### [Task instructions]
An exact copy of all the data is required, with pictures left out.

### [Records to process]
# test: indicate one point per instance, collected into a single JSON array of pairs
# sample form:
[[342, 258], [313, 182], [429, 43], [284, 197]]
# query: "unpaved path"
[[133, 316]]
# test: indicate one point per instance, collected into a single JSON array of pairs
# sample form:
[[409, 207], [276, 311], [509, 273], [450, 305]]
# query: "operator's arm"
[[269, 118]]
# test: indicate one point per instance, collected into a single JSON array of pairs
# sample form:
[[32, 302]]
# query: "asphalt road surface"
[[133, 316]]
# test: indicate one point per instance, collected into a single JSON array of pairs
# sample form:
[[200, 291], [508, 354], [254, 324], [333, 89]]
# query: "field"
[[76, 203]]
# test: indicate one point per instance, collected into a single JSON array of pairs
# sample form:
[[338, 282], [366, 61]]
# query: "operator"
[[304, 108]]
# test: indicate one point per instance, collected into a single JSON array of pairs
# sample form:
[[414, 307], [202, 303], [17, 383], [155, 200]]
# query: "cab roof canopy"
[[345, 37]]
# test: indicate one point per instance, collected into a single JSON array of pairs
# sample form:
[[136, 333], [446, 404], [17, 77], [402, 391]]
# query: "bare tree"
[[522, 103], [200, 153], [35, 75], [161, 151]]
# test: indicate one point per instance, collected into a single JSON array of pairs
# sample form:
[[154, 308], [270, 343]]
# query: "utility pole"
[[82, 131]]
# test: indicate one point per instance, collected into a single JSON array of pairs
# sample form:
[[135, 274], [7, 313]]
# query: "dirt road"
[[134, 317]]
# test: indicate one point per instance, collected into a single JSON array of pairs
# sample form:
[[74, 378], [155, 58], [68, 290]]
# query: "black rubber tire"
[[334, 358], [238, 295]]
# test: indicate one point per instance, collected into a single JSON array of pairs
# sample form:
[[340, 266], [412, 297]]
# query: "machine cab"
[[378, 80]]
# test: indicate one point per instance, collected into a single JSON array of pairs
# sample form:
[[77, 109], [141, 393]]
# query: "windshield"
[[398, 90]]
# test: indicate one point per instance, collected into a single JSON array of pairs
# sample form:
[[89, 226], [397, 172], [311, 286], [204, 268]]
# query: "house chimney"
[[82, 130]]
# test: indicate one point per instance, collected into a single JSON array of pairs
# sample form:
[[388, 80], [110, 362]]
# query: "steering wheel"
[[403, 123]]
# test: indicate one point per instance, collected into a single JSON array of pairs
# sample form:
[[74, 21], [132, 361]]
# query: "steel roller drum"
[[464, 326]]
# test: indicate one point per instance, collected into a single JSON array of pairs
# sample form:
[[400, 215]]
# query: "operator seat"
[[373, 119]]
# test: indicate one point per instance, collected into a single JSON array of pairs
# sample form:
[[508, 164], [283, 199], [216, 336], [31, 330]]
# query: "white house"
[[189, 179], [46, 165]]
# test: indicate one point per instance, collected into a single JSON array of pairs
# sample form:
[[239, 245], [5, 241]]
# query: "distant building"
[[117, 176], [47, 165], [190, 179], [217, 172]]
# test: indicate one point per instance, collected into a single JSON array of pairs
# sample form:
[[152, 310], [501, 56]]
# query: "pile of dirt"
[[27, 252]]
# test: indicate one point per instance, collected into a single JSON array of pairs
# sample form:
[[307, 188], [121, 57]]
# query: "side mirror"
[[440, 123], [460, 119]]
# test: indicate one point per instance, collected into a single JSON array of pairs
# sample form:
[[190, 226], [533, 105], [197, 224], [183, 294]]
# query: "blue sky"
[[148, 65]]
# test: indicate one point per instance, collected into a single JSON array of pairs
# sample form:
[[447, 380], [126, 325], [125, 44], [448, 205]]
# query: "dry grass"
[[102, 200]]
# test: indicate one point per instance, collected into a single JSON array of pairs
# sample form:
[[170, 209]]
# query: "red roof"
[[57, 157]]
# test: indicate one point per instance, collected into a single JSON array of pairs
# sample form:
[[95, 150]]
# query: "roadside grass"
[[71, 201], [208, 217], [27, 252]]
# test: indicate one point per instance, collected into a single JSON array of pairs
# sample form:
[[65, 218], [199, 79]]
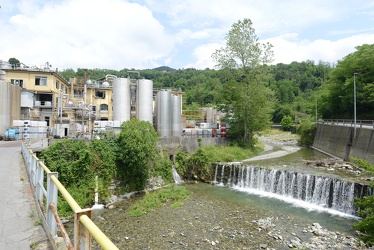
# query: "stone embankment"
[[205, 221]]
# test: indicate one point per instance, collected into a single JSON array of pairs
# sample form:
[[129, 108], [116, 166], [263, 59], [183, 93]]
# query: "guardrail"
[[84, 227], [350, 123]]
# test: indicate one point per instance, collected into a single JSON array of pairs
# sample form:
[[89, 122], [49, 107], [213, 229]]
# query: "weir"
[[321, 191]]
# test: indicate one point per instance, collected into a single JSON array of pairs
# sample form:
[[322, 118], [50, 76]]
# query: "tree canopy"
[[247, 101], [339, 97]]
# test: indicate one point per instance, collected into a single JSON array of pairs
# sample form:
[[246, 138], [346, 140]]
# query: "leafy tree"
[[286, 123], [136, 150], [71, 159], [77, 163], [14, 61], [339, 102], [247, 100], [307, 132], [192, 166]]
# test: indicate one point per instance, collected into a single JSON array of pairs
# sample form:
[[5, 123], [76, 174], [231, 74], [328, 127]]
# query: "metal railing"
[[346, 122], [84, 227]]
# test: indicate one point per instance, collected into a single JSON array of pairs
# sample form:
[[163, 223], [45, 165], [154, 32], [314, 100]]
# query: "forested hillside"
[[299, 87]]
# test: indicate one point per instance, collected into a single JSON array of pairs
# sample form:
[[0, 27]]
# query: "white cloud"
[[290, 47], [84, 33], [203, 55]]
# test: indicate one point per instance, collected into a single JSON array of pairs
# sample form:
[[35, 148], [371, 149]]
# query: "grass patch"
[[361, 163], [156, 198], [229, 153], [177, 204]]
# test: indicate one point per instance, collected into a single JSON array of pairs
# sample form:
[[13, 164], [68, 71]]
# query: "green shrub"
[[162, 166], [366, 224], [286, 123], [156, 198], [136, 151], [307, 132], [177, 204], [361, 163]]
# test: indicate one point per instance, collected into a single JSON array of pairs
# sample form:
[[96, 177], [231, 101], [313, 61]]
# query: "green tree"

### [Answer to this task]
# test: indicate one point per instance, collected into a single JSON array of pairs
# sample form:
[[342, 258], [313, 182], [429, 43], [284, 197]]
# query: "unpaved path"
[[133, 316]]
# test: indicate one point per instance, collected into a single JSON array of pairs
# sample form:
[[409, 207], [276, 311], [509, 273], [450, 305]]
# query: "operator's arm"
[[269, 118]]
# test: indicate one point per instance, collected into a single JSON array of pairs
# sample form:
[[32, 302]]
# query: "asphalt road surface"
[[133, 316]]
# test: indicate one point per instance, collected into a single JSON array of pairs
# sample form:
[[200, 291], [508, 354], [254, 324], [333, 89]]
# query: "field"
[[76, 203]]
# test: indicate one point per instance, collected into a single JSON array of pairs
# sample form:
[[338, 282], [366, 61]]
# query: "operator"
[[304, 108]]
# test: indicate one point per instance, collected into a single JSON array of pairs
# sample form:
[[414, 307], [202, 303], [17, 383], [155, 200]]
# query: "cab roof canopy"
[[345, 37]]
# test: indicate one point per instance, collected into a single JSON array of pairs
# sample form:
[[136, 333], [446, 404], [17, 77], [402, 391]]
# query: "bare tree"
[[522, 103], [200, 153], [35, 75], [161, 151]]
# test: indicate one point per instance, collected into a single JSON array of pairs
# sample form:
[[154, 308], [270, 343]]
# query: "utility pole"
[[82, 131]]
# test: indicate one point per instance, collected into a single JSON array of pairs
# sample form:
[[135, 274], [7, 313]]
# query: "dirt road"
[[134, 317]]
# test: indicate one point per instance, collected into a single JSON array of pairs
# sample form:
[[74, 378], [155, 58], [68, 290]]
# query: "black rubber tire"
[[334, 358], [238, 295]]
# test: indicate one point per instance, collected into a single JSON array of pairs
# sample form:
[[340, 266], [412, 297]]
# query: "machine cab"
[[378, 80]]
# test: indicate one point per instance, collected into a single JSON array of pairs
# sample form:
[[77, 109], [141, 393]]
# query: "windshield"
[[398, 90]]
# test: indicate one point per instance, collected into a single JSON array of pairs
# sample form:
[[89, 226], [397, 172], [311, 286], [204, 268]]
# query: "house chimney"
[[82, 130]]
# test: indicate one point per instance, collected into a single JSON array of pairs
# sample form:
[[388, 80], [110, 362]]
# query: "steering wheel"
[[403, 123]]
# test: indicate one point per instance, collected into a single JSON array of pairs
# sample form:
[[74, 21], [132, 361]]
# query: "steel roller drum"
[[464, 326]]
# test: indicate one point per instance, collected into a single JSON array of pairs
# sample form:
[[400, 215]]
# query: "operator seat"
[[373, 119]]
# test: indicate one point per instance, collected into a single JSON array of pairs
# sample form:
[[508, 164], [283, 199], [216, 336], [31, 330]]
# query: "white house"
[[189, 179], [46, 165]]
# test: indicate one point per instance, collected into a single JSON array of pairs
# sample form:
[[239, 245], [5, 241]]
# query: "distant building"
[[117, 176], [47, 165], [190, 179], [217, 172]]
# test: indicate one point per instance, collected into a single JSON array of pairs
# sample form:
[[152, 310], [501, 56]]
# query: "pile of dirt"
[[27, 252]]
# test: indicate one point per instance, collected into a single JSON array of pairs
# sample form:
[[307, 188], [121, 57]]
# query: "side mirror"
[[440, 123], [460, 119]]
# test: indicate one point per instance, collected into a single JSON array of pairs
# sample form:
[[190, 226], [533, 105], [197, 224], [183, 294]]
# query: "blue sky"
[[148, 65]]
# test: indicate one point per instance, collected into a single JSON array of pairs
# sample form:
[[447, 380], [126, 325], [125, 44], [448, 205]]
# query: "dry grass"
[[102, 200]]
# test: indicate one point per instance, collected into a single JSON array of pairs
# sample form:
[[170, 209]]
# query: "red roof"
[[57, 157]]
# test: indicate one point per instance, collected into a single JSON array of pairs
# sample form:
[[95, 150]]
# query: "roadside grass"
[[71, 201], [208, 217], [27, 252]]
# test: indicate one point per instance, collected into a single JSON array of pairs
# sample form:
[[65, 218], [199, 79]]
# query: "stone embankment"
[[205, 221]]
# test: indicate one point per instance, collected into a single JSON array of pairs
# sample form:
[[129, 108], [116, 166], [263, 59], [183, 93]]
# query: "guardrail"
[[84, 227], [350, 123]]
# test: indicate one point per instance, collected into a single JSON array of pairs
# sample form:
[[89, 122], [49, 107], [213, 229]]
# query: "weir"
[[321, 191]]
# test: indicate one point per instance, collected into a single JSON array of pairs
# sample form:
[[322, 118], [50, 76]]
# query: "tree canopy"
[[247, 101], [339, 97]]
# test: indicate one point per instance, collected into a single JSON array of pairs
# sample form:
[[246, 138], [346, 140]]
# query: "leafy tree"
[[286, 123], [136, 150], [71, 159], [77, 163], [14, 61], [339, 102], [247, 100], [307, 132], [192, 166]]
# test: indicate one point per instance, collected into a single JSON array of pairs
# sample form:
[[5, 123], [76, 174], [231, 74], [328, 127]]
# query: "metal railing"
[[346, 122], [84, 227]]
# test: indicate one point per instance, collected into a single JSON array of pairs
# sample form:
[[163, 223], [45, 165], [154, 32], [314, 100]]
# query: "forested hillside"
[[299, 87]]
# test: indicate one point per instance, collected into a single JSON array of pairs
# sample form:
[[0, 27]]
# query: "white cloud"
[[290, 47], [84, 33], [203, 55]]
# test: indicate one point per instance, collected into a single JSON array of pairs
# sample form:
[[35, 148], [371, 149]]
# query: "grass patch"
[[361, 163], [156, 198], [229, 153], [177, 204]]
# test: indicate one point per instance, collected into a single JSON array of pairs
# sample form:
[[13, 164], [68, 71]]
# query: "green shrub"
[[162, 166], [366, 224], [286, 123], [156, 198], [136, 151], [307, 132], [177, 204], [361, 163]]
# test: indicate one point per instance, collected into a single JSON array of pairs
# sample form:
[[96, 177], [231, 101], [313, 61]]
# query: "green tree"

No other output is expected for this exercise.